*Written instruction*
Find each line in the records that contains the string "lane" and copy those lines out.

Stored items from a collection

^^^^

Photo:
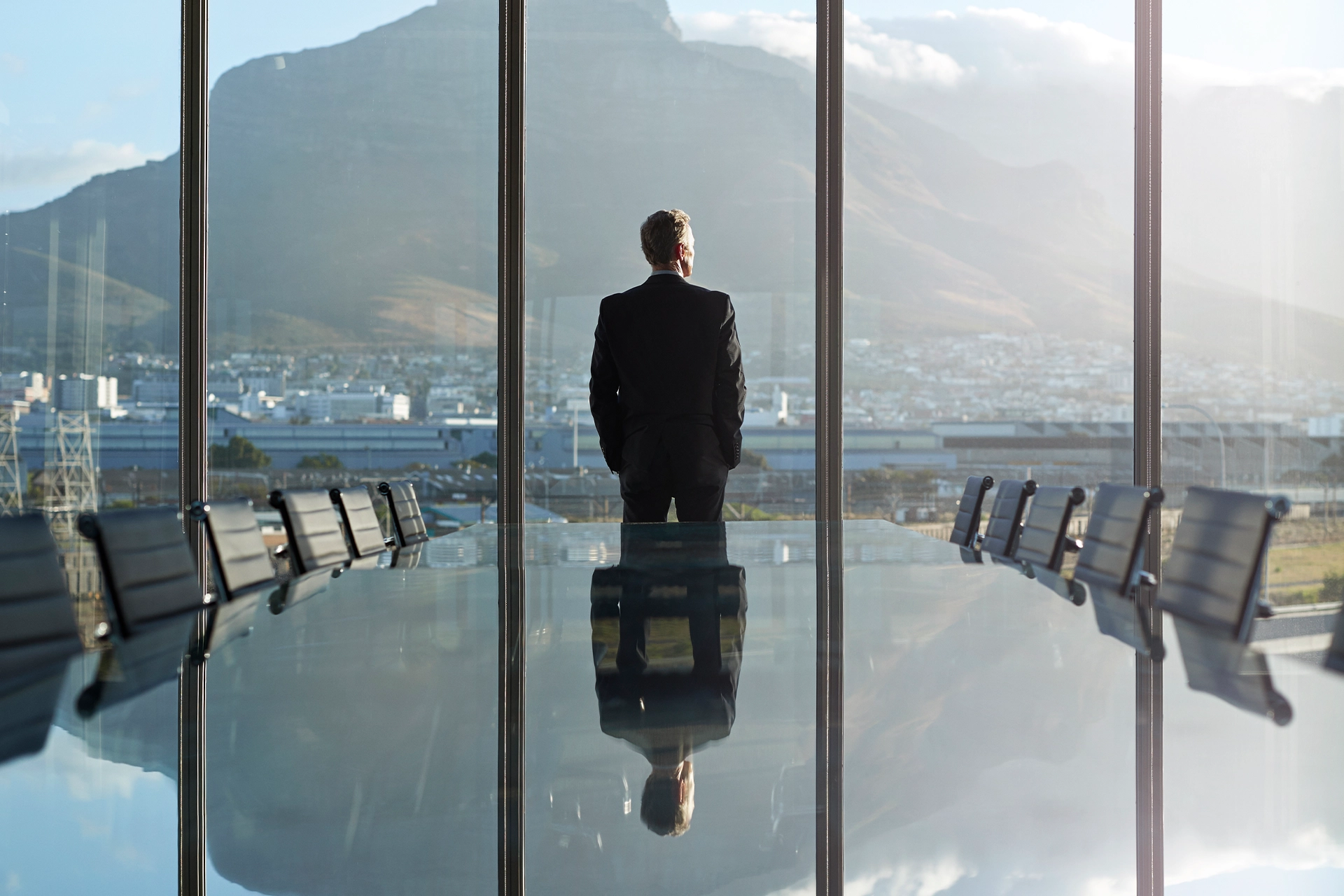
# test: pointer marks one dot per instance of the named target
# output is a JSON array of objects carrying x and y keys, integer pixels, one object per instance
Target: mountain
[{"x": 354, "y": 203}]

^^^^

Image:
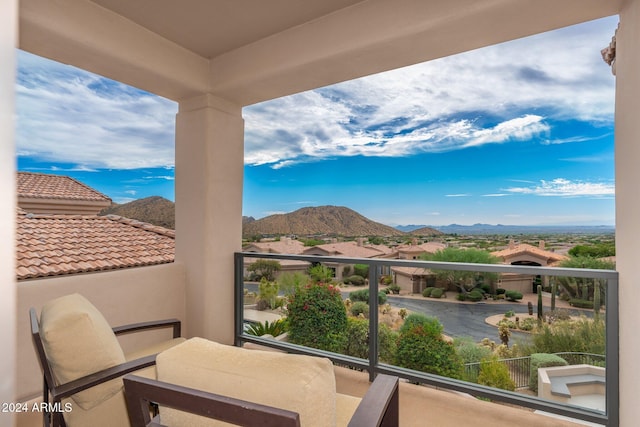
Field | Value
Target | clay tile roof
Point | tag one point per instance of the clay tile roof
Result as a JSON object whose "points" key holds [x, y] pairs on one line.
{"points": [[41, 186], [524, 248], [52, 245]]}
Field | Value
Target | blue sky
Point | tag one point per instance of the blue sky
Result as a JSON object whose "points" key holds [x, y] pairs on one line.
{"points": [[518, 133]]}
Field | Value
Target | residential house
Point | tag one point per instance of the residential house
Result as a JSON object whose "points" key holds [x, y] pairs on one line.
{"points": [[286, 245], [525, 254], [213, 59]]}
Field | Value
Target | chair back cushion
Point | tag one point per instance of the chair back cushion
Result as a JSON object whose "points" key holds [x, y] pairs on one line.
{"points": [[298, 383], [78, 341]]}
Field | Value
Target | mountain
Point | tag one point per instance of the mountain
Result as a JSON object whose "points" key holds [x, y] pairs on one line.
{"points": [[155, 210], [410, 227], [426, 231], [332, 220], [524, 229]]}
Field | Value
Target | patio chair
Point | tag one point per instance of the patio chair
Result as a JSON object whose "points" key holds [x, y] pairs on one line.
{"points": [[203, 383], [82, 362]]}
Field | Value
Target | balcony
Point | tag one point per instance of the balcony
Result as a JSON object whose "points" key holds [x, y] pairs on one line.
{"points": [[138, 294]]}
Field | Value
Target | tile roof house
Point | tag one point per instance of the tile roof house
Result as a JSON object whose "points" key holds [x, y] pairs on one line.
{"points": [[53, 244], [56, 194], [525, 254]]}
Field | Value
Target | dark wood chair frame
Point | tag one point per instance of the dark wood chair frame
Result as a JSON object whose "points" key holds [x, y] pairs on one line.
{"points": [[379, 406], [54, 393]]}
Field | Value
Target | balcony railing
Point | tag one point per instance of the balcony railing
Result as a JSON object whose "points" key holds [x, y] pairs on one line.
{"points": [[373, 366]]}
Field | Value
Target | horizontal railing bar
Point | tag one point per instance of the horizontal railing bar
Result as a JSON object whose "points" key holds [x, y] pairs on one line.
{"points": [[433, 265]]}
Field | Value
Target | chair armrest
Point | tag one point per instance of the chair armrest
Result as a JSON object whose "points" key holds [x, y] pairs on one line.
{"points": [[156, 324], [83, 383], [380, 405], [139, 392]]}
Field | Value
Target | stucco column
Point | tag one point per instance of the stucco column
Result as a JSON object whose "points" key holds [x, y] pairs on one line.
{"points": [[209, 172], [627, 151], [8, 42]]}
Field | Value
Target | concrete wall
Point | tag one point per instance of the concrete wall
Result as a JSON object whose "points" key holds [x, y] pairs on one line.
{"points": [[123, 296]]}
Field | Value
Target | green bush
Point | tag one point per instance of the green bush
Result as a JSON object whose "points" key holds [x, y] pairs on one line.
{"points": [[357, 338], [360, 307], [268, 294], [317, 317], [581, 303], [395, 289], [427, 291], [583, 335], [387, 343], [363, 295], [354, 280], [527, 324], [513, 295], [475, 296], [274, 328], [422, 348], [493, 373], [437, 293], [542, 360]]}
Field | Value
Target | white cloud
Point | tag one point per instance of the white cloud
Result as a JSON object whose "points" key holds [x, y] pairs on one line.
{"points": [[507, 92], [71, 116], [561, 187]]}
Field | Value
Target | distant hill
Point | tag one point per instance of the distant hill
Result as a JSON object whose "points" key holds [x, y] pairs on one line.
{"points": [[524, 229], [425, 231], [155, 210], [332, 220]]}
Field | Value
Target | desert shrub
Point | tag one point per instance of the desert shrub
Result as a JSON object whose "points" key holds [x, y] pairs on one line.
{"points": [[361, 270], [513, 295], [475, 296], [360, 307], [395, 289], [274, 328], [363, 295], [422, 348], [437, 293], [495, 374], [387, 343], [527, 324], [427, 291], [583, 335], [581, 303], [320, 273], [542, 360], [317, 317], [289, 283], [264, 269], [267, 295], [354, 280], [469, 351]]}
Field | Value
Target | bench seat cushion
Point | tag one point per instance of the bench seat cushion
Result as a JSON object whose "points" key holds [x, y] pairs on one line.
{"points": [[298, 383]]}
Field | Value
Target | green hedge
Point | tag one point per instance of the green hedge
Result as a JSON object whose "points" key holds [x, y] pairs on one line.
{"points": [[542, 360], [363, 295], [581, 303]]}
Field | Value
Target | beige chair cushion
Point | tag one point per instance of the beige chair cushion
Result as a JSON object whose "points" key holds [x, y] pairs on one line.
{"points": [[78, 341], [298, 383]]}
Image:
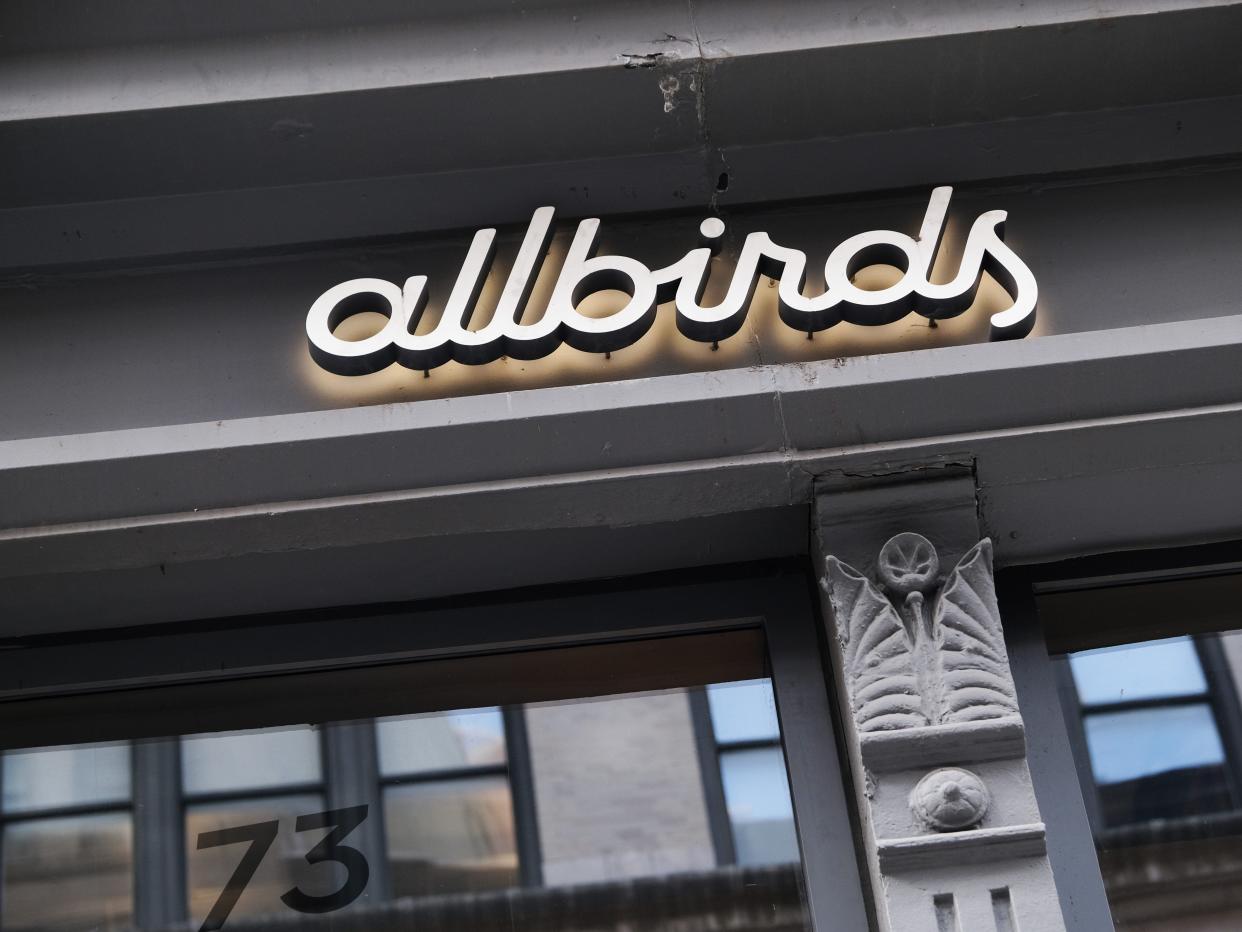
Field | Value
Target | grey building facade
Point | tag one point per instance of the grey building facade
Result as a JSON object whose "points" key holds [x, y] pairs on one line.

^^^^

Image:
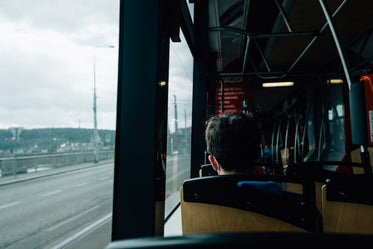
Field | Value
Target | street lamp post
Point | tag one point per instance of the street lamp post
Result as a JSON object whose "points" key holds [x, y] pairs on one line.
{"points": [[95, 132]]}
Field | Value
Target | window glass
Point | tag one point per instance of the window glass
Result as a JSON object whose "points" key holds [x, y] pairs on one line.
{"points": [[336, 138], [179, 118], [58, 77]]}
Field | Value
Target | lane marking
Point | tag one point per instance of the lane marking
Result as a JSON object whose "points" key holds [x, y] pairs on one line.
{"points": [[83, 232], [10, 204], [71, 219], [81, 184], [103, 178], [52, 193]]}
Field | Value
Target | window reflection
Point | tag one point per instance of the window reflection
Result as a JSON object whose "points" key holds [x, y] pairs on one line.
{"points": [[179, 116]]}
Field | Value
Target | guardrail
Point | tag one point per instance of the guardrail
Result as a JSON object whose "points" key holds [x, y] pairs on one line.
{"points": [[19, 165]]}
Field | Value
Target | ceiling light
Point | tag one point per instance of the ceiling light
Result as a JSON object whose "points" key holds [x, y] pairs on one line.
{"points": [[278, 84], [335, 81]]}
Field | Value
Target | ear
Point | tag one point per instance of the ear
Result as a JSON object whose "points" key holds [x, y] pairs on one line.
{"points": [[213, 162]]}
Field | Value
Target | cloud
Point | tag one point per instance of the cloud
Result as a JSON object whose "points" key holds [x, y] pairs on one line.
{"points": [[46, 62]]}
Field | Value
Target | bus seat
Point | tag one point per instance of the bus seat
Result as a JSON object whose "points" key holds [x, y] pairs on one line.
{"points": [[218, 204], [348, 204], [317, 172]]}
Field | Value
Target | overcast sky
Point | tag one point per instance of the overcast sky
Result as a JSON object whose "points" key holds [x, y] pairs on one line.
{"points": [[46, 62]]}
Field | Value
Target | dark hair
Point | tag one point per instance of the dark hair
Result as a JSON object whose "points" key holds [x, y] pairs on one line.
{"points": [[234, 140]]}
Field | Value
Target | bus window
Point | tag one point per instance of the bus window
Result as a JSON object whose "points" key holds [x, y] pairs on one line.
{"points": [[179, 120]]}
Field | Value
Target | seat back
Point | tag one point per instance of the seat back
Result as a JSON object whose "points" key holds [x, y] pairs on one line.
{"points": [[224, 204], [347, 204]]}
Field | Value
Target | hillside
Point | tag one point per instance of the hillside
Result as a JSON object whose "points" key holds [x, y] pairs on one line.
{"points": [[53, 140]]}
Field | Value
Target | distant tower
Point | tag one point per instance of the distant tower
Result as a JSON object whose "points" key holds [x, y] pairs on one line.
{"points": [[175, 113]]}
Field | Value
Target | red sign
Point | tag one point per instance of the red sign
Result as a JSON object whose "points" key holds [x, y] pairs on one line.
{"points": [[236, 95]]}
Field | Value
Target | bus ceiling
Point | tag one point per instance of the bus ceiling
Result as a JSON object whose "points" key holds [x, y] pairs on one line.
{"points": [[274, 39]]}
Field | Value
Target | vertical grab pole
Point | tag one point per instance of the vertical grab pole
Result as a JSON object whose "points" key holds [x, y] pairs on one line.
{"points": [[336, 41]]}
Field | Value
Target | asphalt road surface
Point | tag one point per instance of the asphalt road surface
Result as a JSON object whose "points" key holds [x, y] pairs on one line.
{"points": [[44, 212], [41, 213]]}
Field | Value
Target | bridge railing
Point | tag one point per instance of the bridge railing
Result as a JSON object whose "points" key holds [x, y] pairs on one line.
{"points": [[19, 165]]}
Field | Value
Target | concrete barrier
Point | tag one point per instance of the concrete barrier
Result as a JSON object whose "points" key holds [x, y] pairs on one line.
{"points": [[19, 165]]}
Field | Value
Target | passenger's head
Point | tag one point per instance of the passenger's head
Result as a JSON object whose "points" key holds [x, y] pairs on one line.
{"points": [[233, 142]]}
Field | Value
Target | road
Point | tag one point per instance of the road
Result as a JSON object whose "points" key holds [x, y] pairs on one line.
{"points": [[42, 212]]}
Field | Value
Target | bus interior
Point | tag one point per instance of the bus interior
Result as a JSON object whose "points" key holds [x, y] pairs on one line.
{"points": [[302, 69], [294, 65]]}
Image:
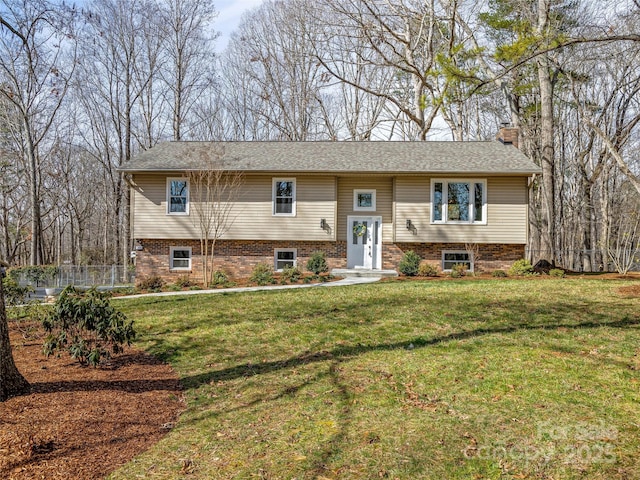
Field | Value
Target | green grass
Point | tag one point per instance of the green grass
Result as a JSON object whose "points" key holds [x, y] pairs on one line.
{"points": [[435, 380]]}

^^^^

*Solution to the problem*
Target | lane marking
Point | tag one point per instance of the lane marking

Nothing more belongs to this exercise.